▸ EXCERPT:

Saturday, April 2, 2016

A Month of Favorite Poetry, Day #1

I have decided to honor National Poetry Writing Month by sharing a month's worth of my favorite poetry.

Each of the poems I share will be a piece of writing that resonates with me deeply.  A piece of poetry that conveys what I feel/believe/have experienced.  Or something I agree with.  Or something that has moved me.  Sometimes I'll provide commentary if time (and inspiration) permits.  Other times I'll just share the poem.  These poems are not my own, I own no rights to them.  I just love them, adore the poets, and wish to share their work.

In addition to this, I will also be writing a poem per day for the duration of April.  You can find those posts as well.  In previous years, I have removed all but day #1 and day #30 of the 30 poems I personally write during NaPoWriMo.  I urge you to read them while they are available.  At the end of April I will remove most of them.


My poem today is by an amazing lady whose work I have adored for years.  Kim Addonizio is as brave as she is talented.  And her poem perfectly captures a feeling that resonates to me all the way into the chemical breakdown of my female genes.  Sometimes what a person wants can really be that simple (yet complicated, once you sink below surface).


What Do Women Want?

I want a red dress. 
I want it flimsy and cheap, 
I want it too tight, I want to wear it 
until someone tears it off me.

▸ Dataset records:

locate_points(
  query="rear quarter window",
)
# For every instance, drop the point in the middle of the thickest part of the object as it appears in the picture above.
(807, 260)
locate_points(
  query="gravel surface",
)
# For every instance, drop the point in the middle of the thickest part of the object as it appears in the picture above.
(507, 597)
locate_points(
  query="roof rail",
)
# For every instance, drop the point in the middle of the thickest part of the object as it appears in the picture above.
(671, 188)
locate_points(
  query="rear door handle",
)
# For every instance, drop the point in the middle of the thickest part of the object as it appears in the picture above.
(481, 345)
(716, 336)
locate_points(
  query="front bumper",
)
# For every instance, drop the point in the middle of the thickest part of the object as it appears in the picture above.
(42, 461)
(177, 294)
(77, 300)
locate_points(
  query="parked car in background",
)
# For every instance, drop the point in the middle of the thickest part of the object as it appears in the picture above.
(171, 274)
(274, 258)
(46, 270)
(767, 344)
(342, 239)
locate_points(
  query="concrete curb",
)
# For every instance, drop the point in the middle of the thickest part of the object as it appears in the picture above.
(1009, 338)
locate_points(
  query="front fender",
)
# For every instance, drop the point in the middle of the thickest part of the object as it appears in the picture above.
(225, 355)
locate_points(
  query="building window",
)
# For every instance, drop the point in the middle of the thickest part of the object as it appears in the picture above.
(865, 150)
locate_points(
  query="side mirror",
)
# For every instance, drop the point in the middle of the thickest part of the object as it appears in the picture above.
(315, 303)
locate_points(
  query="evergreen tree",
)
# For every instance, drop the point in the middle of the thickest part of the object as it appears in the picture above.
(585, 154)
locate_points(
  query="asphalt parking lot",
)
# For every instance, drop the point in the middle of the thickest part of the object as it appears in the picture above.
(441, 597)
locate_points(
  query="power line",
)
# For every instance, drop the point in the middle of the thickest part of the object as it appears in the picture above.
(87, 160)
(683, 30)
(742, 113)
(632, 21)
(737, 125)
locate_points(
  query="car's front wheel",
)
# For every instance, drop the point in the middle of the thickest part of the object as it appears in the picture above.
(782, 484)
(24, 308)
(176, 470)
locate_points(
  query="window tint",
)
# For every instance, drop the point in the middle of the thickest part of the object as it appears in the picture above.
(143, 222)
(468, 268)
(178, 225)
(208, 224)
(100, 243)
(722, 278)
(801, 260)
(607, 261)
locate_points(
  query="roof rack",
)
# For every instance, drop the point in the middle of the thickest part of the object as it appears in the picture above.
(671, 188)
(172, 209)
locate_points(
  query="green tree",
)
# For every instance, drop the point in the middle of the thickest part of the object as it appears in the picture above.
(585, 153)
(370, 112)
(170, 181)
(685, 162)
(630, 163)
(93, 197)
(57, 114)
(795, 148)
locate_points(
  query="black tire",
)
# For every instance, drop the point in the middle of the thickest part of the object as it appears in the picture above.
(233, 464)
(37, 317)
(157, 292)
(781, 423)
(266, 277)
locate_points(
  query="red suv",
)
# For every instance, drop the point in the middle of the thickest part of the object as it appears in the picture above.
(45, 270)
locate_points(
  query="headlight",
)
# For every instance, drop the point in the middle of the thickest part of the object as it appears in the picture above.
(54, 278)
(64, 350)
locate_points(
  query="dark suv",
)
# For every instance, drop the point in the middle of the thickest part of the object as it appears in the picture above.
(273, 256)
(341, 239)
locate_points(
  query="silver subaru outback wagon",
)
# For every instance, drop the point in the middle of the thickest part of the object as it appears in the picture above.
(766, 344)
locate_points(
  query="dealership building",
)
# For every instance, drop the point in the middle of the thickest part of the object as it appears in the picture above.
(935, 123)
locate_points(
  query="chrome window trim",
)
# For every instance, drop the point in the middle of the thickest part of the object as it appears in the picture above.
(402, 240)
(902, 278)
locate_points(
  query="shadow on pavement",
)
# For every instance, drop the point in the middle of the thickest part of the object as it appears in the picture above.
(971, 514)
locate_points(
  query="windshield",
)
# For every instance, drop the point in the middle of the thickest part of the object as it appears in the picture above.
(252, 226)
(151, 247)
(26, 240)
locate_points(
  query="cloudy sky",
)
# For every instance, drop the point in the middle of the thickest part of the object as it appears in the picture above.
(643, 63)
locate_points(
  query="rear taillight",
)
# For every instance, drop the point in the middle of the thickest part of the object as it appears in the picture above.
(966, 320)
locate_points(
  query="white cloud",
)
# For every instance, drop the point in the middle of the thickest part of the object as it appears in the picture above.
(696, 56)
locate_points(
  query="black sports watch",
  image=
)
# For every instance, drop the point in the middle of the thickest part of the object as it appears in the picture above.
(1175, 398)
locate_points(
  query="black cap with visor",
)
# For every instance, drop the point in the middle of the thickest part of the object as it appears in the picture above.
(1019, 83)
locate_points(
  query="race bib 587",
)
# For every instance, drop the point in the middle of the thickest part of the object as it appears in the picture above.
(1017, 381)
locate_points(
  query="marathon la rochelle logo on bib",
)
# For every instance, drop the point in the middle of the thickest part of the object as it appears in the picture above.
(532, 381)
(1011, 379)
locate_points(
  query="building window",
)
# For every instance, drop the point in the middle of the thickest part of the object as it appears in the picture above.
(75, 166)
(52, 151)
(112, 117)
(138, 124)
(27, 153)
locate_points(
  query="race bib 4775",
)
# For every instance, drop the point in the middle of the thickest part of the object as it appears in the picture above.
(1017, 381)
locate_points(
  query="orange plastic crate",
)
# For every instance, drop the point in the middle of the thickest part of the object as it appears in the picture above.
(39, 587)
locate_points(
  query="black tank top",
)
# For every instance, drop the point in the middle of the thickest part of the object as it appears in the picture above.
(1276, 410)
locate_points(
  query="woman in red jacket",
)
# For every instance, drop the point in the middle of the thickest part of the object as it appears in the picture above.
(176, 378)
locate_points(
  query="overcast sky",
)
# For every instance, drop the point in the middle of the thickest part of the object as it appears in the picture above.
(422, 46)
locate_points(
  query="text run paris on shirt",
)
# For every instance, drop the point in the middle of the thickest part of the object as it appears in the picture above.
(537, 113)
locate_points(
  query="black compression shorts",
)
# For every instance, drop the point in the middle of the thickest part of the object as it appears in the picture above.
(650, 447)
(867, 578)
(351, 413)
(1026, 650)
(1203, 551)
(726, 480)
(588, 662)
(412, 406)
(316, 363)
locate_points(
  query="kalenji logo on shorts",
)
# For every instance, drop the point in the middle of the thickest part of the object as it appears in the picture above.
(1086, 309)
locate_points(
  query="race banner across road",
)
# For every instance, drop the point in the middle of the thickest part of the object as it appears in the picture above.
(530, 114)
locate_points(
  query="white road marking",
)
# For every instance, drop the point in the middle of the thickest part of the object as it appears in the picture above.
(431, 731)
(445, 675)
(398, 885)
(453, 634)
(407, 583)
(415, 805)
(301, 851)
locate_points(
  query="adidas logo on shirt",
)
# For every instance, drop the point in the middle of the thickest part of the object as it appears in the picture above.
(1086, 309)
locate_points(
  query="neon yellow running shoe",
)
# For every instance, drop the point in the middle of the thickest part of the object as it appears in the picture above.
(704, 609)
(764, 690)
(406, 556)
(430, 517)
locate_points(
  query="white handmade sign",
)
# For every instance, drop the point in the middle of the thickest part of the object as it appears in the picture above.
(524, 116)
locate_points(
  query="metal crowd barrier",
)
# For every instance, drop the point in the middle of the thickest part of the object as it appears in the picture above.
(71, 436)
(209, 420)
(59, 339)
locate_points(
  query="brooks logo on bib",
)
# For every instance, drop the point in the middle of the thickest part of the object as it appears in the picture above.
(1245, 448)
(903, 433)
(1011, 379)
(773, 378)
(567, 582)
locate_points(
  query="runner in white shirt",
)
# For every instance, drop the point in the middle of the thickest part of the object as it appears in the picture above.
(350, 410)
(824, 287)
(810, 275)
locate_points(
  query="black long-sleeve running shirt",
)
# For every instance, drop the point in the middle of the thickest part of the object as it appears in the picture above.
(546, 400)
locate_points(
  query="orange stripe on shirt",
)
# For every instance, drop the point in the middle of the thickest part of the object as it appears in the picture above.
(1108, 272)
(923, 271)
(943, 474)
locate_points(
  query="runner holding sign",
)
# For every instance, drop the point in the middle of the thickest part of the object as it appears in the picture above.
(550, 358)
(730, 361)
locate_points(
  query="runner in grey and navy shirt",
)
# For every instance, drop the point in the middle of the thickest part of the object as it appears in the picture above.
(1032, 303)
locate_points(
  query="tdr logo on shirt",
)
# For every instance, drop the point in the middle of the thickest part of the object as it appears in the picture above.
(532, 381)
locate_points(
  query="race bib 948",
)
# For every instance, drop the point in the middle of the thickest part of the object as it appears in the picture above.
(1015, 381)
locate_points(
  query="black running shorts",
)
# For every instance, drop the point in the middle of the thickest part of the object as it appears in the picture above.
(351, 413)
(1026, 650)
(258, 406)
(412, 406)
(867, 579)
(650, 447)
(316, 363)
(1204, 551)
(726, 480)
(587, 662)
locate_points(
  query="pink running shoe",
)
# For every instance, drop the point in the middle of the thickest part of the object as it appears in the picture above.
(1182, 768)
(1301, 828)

▸ ACTIVITY 1:
Answer these questions from the poetry blog post.
(a) Which month-long event does the writer say the series honors?
(b) In previous years, which of the writer's own NaPoWriMo poems were left up?
(c) Who wrote the poem shared on this day?
▸ ACTIVITY 2: Pick up the poetry blog post after its last line shown and carry it on.

▸ RESULT 1:
(a) National Poetry Writing Month
(b) Day #1 and day #30
(c) Kim Addonizio

▸ RESULT 2:
I want it sleeveless and backless, 
this dress, so no one has to guess 
what’s underneath. I want to walk down
the street past Thrifty’s and the hardware store 
with all those keys glittering in the window, 
past Mr. and Mrs. Wong selling day-old 
donuts in their café, past the Guerra brothers 
slinging pigs from the truck and onto the dolly, 
hoisting the slick snouts over their shoulders. 
I want to walk like I’m the only 
woman on earth and I can have my pick. 
I want that red dress bad.
I want it to confirm 
your worst fears about me, 
to show you how little I care about you 
or anything except what 
I want. When I find it, I’ll pull that garment 
from its hanger like I’m choosing a body 
to carry me into this world, through 
the birth-cries and the love-cries too, 
and I’ll wear it like bones, like skin, 
it’ll be the goddamned 
dress they bury me in.

Published in Another Chicago Magazine, also in the book Tell Me.